Are people on the Nicoya peninsula, Costa Rica long lived?

Tuesday, April 7th, 2009

Caught a story on the Oprah TV show talking about why the people living on the Nicoya peninsula on the Pacific coast of Costa Rica are long lived. And I asked myself, are these people long-lived? I haven’t heard that before and I should know.

So I went looking, and the special on Oprah was touting a book, The Blue Zones: Lessons for Living Longer From the People Who’ve Lived the Longest by Dan Buettner. Buettner first reported the story for National Geographic. So why does Buettner think Nicoyaians are long lived?

Some populations have been studied and found to be long lived–for example, there are four times as many centenarians in Okinawa, Japan compared to Japan as a whole.

Buettner’s source is Dr. Luis Rosero-Bixby, a Costa Rican demographer. The sole published source I can find is The exceptionally high life expectancy of Costa Rican nonagenarians. I haven’t read the paper, but from the abstract national birth registry data was used to establish date of birth and census data was used to monitor survival, and life expectancy of 90-year olds was found to be half a year longer than anywhere else in the world, for males only.

__Exercise description__.
Copy out the passage of the Nicoya peninsula post starting at "Some populations have" and ending at "for males only.", swapping in "population scientist" wherever "demographer" appears.

__Supplied information__.
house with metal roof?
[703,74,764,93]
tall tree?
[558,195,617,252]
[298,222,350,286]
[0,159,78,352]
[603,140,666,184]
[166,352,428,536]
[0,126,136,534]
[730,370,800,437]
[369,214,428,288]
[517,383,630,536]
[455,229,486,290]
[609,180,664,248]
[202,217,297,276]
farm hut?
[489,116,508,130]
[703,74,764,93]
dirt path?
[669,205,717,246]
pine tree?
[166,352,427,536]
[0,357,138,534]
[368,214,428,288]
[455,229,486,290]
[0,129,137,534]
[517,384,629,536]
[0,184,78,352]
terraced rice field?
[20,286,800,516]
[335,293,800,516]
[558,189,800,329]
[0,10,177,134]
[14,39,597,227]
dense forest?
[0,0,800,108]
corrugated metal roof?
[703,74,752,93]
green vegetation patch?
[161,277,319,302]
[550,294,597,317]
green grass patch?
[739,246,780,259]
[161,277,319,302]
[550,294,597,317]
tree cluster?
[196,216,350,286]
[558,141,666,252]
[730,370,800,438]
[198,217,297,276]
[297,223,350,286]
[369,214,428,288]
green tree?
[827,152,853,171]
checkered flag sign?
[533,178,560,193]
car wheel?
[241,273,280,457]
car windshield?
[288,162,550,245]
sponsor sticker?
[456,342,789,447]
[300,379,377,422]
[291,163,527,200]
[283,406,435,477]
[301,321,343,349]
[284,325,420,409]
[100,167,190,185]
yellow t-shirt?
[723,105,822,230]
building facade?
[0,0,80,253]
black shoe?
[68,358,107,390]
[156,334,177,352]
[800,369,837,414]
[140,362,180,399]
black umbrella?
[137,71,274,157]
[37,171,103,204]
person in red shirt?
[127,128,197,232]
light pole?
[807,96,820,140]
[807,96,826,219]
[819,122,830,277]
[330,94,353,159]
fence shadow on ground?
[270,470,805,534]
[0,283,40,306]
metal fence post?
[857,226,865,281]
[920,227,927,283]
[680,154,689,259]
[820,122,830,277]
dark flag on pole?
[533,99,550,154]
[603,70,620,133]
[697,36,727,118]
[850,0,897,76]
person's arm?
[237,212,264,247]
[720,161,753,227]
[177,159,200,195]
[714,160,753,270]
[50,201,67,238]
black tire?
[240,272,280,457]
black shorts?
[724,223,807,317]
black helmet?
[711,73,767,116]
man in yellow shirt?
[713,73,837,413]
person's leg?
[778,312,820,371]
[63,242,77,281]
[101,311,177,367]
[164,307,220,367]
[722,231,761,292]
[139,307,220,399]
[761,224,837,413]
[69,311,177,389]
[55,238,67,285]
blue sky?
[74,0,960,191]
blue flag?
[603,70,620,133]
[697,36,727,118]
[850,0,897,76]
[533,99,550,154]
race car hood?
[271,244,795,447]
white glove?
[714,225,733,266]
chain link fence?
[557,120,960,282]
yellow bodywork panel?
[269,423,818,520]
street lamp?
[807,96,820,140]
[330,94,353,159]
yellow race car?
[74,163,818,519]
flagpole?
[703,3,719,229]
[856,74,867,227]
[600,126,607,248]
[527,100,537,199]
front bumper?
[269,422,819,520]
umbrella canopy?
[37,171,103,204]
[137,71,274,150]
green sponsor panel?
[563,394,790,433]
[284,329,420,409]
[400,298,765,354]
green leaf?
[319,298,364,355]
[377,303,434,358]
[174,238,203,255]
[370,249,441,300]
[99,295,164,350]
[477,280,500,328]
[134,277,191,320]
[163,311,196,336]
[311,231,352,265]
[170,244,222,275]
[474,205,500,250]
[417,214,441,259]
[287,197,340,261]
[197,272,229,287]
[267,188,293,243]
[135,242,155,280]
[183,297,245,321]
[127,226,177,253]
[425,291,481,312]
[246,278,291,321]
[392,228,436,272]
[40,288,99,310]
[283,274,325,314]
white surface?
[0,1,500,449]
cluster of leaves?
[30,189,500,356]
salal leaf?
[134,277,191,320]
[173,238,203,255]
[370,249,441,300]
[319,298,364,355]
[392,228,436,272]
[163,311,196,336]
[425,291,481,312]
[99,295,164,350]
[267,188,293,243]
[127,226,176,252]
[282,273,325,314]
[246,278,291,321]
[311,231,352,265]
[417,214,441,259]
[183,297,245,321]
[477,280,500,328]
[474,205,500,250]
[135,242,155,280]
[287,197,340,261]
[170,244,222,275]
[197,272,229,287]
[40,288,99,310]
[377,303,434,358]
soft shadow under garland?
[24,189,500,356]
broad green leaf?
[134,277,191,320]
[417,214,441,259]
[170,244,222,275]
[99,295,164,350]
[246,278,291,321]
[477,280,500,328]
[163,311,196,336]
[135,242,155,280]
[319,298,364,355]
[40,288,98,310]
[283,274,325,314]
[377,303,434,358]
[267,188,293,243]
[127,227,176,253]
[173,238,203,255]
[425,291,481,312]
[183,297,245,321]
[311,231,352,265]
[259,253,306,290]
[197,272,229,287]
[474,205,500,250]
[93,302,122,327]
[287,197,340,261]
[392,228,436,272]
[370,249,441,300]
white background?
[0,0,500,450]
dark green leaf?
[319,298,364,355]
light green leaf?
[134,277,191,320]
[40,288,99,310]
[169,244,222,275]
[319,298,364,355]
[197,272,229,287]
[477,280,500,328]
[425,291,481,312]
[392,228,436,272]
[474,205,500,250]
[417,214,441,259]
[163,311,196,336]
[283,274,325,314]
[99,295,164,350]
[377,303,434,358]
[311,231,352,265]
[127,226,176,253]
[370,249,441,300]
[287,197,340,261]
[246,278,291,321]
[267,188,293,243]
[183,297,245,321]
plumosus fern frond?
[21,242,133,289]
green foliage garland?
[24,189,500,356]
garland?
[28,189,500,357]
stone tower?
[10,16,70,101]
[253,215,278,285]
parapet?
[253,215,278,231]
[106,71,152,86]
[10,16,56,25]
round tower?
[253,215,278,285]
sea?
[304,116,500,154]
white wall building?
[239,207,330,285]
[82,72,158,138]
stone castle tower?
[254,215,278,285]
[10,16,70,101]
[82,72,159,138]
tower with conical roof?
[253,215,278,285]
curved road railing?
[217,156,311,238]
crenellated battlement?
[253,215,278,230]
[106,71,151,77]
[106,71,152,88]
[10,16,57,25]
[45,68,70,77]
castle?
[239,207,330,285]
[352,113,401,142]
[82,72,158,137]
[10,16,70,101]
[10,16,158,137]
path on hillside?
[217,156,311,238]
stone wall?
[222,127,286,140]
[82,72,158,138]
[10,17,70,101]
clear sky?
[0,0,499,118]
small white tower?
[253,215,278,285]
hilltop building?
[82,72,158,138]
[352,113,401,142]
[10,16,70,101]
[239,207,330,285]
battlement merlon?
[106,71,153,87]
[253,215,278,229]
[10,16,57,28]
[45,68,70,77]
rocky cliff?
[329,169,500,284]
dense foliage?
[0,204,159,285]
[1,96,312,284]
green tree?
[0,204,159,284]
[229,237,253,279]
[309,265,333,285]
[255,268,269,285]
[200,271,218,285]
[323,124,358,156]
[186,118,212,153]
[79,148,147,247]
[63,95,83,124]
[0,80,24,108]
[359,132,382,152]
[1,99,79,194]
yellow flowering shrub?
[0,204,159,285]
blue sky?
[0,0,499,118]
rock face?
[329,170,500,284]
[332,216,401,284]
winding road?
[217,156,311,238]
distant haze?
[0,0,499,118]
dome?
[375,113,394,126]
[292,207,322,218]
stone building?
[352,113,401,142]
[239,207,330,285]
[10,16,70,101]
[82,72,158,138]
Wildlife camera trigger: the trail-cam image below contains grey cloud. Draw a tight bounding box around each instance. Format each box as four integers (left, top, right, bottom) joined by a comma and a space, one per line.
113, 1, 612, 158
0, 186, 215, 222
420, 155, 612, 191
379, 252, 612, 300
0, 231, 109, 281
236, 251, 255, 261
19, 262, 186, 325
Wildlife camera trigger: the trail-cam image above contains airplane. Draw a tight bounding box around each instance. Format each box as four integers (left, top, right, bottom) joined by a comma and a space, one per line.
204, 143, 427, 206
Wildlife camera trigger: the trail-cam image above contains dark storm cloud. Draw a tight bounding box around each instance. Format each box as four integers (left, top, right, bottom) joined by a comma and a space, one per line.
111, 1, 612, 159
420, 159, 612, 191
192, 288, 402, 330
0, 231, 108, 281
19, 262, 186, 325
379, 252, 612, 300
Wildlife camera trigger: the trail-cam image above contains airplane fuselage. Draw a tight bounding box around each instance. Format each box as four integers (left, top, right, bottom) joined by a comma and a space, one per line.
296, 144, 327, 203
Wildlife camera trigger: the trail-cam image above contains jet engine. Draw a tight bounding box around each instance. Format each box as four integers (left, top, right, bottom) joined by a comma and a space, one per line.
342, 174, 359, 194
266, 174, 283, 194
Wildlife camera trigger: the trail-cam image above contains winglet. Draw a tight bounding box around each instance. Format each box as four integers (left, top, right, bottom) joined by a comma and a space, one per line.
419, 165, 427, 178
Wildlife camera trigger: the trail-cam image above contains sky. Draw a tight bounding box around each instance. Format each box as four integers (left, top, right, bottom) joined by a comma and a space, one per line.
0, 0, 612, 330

__Expected answer__.
Some populations have been studied and found to be long lived–for example, there are four times as many centenarians in Okinawa, Japan compared to Japan as a whole.

Buettner’s source is Dr. Luis Rosero-Bixby, a Costa Rican population scientist. The sole published source I can find is The exceptionally high life expectancy of Costa Rican nonagenarians. I haven’t read the paper, but from the abstract national birth registry data was used to establish date of birth and census data was used to monitor survival, and life expectancy of 90-year olds was found to be half a year longer than anywhere else in the world, for males only.